Stored data entries
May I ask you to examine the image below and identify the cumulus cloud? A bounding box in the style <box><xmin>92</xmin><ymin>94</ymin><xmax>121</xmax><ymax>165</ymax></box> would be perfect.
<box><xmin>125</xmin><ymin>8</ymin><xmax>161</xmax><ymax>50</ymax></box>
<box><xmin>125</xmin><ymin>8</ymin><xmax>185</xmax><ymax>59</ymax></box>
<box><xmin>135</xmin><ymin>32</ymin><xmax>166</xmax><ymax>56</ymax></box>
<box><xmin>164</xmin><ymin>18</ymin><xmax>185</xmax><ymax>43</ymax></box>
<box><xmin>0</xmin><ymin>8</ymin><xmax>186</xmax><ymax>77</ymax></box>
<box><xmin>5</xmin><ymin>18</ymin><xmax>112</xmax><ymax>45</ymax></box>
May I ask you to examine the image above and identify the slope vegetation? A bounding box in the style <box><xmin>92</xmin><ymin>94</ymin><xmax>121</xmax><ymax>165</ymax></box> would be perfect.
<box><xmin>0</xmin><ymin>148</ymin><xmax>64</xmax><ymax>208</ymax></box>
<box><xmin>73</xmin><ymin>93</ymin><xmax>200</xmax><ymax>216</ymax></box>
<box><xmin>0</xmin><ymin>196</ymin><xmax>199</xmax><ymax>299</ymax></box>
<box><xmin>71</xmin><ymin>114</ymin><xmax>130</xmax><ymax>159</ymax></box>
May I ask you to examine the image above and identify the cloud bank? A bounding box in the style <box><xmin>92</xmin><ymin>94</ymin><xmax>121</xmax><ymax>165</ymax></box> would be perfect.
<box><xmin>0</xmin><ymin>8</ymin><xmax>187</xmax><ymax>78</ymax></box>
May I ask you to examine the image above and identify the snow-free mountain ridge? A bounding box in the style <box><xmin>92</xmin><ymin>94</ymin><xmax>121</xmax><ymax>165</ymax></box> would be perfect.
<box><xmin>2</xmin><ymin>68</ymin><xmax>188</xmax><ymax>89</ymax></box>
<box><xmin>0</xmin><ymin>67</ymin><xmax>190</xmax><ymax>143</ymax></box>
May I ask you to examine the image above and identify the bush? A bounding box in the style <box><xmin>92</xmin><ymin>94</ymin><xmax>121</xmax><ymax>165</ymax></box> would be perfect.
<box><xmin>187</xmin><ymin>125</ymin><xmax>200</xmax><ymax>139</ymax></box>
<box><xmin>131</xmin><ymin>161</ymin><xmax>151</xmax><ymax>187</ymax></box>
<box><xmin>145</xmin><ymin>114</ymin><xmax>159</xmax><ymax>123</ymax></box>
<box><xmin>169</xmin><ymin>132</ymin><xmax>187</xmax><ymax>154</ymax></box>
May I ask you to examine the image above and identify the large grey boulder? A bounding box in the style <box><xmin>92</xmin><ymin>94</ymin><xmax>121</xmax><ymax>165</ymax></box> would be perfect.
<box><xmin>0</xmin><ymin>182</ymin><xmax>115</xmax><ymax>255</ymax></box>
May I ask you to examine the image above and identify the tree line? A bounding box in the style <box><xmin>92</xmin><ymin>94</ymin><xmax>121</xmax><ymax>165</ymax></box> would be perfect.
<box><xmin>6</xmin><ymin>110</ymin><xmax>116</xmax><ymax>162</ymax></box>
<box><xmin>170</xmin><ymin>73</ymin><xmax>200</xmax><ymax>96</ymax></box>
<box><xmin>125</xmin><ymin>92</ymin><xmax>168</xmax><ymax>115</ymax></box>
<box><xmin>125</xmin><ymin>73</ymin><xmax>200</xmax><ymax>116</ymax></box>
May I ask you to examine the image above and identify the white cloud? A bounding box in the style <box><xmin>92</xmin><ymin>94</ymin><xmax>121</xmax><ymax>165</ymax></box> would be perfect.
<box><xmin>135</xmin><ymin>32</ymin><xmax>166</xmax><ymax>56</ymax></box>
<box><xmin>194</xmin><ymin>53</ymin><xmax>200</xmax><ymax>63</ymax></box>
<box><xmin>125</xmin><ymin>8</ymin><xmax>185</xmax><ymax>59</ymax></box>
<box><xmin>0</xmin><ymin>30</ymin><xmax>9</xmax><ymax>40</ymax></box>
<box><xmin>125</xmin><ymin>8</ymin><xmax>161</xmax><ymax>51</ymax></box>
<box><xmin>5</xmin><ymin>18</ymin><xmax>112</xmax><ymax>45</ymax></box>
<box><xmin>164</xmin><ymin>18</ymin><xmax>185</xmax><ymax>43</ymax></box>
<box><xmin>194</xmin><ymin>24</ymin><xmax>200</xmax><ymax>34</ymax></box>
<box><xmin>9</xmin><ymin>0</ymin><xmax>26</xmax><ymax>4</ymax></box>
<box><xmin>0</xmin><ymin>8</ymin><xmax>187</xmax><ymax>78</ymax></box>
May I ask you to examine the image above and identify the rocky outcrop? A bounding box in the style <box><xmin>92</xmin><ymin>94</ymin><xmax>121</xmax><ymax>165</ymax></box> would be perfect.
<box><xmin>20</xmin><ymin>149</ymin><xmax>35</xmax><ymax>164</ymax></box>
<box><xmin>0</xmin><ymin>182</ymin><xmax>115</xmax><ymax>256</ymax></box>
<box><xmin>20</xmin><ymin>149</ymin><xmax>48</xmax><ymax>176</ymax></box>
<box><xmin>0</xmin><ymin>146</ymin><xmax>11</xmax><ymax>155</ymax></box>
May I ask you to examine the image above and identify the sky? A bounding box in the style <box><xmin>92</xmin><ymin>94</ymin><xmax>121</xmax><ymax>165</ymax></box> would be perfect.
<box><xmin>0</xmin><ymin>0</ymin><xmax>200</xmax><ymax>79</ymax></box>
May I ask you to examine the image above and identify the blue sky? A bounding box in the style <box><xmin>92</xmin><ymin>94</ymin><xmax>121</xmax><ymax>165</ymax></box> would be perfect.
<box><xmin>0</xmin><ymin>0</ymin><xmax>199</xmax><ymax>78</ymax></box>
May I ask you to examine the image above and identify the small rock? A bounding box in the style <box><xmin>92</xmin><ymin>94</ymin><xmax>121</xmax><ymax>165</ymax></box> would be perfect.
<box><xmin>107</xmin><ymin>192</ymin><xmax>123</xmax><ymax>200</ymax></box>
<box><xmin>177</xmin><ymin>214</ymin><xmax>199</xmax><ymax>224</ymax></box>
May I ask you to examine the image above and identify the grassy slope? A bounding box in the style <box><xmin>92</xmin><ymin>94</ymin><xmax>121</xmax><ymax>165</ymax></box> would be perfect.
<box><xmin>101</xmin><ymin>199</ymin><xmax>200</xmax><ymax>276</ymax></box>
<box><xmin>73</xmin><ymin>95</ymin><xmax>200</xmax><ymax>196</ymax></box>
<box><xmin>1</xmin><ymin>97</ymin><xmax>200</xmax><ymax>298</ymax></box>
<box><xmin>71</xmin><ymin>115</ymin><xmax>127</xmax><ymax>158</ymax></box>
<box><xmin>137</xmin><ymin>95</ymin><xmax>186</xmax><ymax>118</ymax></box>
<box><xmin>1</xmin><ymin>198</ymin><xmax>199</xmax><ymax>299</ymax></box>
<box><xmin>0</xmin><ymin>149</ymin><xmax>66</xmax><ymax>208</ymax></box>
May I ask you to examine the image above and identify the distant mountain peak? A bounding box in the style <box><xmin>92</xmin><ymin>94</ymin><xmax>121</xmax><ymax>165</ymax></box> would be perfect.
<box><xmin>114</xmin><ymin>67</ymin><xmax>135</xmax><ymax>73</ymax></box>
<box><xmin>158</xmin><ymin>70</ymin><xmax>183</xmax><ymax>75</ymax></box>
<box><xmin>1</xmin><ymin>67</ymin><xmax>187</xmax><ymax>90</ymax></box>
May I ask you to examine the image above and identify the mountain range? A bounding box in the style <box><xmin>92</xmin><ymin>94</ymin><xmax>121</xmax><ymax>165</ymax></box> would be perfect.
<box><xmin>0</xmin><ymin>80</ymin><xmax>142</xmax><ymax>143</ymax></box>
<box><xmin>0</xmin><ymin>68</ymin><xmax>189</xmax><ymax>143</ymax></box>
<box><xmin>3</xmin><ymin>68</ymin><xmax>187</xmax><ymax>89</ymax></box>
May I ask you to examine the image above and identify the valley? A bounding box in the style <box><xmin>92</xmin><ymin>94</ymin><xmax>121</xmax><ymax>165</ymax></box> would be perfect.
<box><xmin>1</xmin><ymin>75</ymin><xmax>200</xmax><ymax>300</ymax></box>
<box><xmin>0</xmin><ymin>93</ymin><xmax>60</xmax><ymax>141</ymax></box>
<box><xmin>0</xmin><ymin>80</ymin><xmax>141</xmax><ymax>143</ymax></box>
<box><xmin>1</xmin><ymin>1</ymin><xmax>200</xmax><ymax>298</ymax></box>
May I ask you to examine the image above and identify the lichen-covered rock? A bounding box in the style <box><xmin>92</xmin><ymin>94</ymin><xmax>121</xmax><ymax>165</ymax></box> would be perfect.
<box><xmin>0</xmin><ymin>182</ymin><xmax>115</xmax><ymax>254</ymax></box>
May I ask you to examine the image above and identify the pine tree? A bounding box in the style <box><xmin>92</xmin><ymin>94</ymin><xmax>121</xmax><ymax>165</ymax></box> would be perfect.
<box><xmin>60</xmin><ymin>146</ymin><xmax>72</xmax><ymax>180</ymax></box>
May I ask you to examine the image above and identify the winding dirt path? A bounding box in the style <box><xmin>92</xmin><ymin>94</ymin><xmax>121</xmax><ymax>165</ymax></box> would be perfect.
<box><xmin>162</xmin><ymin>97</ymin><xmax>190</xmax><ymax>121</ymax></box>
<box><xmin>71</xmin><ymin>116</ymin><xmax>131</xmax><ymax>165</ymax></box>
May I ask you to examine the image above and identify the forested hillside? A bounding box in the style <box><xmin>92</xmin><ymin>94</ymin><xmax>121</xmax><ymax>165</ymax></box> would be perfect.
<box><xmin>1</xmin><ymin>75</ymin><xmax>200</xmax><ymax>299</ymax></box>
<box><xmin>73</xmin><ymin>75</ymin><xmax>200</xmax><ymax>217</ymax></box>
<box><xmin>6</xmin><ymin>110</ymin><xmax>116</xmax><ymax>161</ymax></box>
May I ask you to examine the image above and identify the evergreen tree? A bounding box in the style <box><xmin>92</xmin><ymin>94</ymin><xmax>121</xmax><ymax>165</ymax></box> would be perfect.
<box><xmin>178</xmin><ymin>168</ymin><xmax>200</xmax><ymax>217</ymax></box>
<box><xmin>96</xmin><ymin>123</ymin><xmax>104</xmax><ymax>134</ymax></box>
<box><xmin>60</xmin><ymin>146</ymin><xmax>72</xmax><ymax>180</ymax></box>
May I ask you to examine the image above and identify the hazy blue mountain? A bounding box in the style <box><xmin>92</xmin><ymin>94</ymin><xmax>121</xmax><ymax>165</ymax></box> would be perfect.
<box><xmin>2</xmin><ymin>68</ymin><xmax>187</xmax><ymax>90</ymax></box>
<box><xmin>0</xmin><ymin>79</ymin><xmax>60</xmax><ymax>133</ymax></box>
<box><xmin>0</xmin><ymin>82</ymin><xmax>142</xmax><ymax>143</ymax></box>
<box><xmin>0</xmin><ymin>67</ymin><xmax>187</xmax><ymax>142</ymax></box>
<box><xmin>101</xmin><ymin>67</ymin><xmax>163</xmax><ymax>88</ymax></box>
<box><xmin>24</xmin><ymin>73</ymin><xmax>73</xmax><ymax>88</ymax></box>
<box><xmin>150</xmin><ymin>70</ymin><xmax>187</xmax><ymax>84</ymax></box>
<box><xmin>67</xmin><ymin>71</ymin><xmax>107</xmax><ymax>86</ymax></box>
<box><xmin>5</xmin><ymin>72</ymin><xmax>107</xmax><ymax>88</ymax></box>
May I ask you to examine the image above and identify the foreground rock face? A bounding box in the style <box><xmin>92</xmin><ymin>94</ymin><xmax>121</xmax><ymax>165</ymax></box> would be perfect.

= To do =
Looking at the records above, please output exactly the lines that run from the one holding "identify the hazy" to the final line, and only those.

= Task answer =
May I ask you to examine the image above and identify the hazy blue mountain? A bounding box in the style <box><xmin>92</xmin><ymin>94</ymin><xmax>121</xmax><ymax>165</ymax></box> would be perfect.
<box><xmin>2</xmin><ymin>68</ymin><xmax>187</xmax><ymax>90</ymax></box>
<box><xmin>0</xmin><ymin>79</ymin><xmax>60</xmax><ymax>133</ymax></box>
<box><xmin>0</xmin><ymin>82</ymin><xmax>142</xmax><ymax>143</ymax></box>
<box><xmin>0</xmin><ymin>67</ymin><xmax>187</xmax><ymax>142</ymax></box>
<box><xmin>101</xmin><ymin>67</ymin><xmax>163</xmax><ymax>88</ymax></box>
<box><xmin>24</xmin><ymin>73</ymin><xmax>73</xmax><ymax>88</ymax></box>
<box><xmin>150</xmin><ymin>70</ymin><xmax>187</xmax><ymax>84</ymax></box>
<box><xmin>67</xmin><ymin>71</ymin><xmax>107</xmax><ymax>86</ymax></box>
<box><xmin>5</xmin><ymin>72</ymin><xmax>107</xmax><ymax>88</ymax></box>
May I ask you to examine the image above and identify the foreground rock face? A bounding box in the style <box><xmin>92</xmin><ymin>94</ymin><xmax>121</xmax><ymax>165</ymax></box> would be perfect.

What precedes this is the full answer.